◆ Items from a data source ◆
--- --- ---

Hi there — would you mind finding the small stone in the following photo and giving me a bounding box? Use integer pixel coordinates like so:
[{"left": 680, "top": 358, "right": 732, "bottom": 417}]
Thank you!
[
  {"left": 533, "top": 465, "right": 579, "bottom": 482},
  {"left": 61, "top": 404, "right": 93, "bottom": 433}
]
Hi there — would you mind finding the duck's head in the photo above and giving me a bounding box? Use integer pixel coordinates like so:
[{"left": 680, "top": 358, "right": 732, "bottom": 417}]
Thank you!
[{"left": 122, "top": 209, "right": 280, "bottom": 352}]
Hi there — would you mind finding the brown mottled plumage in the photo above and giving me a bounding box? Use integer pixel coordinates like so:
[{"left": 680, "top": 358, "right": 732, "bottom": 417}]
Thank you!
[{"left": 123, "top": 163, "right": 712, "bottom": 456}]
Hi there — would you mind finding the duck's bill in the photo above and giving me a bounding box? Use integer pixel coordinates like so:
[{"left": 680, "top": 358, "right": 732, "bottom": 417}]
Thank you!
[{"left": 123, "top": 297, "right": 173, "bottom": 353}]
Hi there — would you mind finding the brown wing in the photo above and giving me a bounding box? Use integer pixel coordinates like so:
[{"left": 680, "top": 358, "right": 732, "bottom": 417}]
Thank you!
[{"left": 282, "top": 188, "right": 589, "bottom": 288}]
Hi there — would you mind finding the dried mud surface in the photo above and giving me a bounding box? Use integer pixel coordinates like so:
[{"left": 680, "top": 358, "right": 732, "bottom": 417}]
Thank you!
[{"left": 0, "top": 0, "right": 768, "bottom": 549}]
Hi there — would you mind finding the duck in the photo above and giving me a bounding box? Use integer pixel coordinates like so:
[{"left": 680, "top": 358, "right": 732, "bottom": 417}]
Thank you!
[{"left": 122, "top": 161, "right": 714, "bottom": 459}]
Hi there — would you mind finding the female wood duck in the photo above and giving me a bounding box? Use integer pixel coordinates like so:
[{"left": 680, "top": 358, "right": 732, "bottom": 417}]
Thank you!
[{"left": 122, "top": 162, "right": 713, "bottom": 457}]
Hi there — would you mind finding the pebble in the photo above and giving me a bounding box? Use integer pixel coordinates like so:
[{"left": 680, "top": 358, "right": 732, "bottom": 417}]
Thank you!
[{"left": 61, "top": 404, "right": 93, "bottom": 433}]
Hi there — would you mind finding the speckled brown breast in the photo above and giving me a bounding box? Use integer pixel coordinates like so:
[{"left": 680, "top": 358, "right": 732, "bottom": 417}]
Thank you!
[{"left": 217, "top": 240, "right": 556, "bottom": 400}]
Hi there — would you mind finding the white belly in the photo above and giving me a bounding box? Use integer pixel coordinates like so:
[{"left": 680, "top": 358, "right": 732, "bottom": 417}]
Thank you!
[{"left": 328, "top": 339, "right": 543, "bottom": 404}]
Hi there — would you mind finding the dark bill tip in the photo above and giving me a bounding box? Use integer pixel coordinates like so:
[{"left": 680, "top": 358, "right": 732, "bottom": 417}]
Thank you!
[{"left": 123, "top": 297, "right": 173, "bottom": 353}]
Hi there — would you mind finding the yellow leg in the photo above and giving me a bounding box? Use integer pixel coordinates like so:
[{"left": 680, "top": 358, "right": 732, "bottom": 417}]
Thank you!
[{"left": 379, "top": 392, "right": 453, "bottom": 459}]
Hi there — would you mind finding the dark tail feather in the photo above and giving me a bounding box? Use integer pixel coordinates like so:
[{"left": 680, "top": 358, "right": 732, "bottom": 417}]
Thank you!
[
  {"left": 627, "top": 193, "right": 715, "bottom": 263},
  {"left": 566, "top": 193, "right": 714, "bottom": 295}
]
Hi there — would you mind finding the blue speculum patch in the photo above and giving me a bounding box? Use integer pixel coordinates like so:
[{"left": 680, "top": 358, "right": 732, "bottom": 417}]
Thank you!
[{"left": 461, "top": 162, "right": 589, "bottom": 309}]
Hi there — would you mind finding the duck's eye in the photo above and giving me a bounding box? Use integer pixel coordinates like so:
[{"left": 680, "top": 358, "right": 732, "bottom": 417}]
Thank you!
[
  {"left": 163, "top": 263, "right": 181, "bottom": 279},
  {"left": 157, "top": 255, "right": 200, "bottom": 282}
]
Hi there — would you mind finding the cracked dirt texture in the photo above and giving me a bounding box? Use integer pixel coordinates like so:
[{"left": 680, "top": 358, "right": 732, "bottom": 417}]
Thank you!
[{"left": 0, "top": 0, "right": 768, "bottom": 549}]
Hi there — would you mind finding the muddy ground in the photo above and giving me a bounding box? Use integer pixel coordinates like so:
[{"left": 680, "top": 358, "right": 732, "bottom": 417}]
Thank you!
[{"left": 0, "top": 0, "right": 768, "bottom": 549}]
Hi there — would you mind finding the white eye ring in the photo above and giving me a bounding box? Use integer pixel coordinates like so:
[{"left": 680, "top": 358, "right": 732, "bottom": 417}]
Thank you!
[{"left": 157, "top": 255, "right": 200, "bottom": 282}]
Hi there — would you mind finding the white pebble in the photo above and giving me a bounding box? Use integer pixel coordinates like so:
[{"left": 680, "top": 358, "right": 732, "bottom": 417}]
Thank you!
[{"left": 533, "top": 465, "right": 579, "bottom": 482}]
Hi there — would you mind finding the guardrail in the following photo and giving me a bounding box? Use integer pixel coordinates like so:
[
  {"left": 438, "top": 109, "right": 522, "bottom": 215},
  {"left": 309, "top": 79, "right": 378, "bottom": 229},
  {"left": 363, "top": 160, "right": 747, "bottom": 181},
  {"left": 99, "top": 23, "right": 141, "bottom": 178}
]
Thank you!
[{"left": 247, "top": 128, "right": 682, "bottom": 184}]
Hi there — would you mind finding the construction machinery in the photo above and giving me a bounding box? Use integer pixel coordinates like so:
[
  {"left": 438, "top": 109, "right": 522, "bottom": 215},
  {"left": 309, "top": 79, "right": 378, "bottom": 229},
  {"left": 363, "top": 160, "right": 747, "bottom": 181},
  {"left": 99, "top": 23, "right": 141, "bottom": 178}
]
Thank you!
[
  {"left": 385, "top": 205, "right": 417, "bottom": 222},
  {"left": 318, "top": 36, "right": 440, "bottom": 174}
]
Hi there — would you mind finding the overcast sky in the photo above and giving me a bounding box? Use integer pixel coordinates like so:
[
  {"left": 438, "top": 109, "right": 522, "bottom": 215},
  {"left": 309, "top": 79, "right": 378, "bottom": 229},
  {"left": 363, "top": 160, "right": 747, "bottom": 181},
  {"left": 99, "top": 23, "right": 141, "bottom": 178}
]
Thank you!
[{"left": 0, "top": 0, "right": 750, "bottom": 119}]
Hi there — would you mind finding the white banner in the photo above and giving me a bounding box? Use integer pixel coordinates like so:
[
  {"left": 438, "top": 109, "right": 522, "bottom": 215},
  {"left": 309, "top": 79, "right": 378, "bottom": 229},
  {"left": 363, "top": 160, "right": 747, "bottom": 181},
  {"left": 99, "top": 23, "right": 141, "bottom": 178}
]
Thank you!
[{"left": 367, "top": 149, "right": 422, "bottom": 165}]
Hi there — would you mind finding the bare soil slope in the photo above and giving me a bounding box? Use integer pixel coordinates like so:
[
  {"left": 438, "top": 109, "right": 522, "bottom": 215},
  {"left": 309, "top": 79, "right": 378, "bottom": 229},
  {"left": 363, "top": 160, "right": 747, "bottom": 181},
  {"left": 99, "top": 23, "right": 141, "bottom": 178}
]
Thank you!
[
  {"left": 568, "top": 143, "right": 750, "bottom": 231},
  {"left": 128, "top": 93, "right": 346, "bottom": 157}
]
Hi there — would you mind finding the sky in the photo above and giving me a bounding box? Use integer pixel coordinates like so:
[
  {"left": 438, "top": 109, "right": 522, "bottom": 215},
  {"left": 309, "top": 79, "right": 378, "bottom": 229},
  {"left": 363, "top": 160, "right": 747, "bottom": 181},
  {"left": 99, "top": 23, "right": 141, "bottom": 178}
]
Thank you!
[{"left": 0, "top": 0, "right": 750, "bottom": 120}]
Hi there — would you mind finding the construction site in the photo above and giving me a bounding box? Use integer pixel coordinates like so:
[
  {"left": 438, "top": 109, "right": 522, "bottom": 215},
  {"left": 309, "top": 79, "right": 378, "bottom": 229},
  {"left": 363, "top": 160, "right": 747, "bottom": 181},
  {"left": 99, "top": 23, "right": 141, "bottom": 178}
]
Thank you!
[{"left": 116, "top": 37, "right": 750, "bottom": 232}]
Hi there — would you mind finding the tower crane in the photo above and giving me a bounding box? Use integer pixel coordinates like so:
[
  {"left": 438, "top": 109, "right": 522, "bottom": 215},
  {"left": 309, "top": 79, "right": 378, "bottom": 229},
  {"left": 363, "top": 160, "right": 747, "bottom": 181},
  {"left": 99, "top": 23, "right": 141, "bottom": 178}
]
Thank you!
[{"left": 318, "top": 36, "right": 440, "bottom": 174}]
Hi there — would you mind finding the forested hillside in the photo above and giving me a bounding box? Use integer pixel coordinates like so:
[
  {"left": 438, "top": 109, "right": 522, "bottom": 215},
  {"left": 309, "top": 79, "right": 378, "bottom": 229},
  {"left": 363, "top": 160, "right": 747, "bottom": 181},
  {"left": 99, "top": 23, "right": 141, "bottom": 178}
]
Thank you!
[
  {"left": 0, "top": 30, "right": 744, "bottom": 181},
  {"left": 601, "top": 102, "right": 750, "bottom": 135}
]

--- --- ---

◆ The task ◆
Please gather every line of the rows above that contains the string "bill", matching case exactly. Copy each such line in full.

◆ Worked solution ◆
Hi there — would you mind finding the duck's bill in the photo above and giving me a bounding box? Use integer pixel coordinates like so:
Hi there — would you mind finding the dark bill tip in the photo above and giving me a bounding box? Use integer pixel coordinates like so:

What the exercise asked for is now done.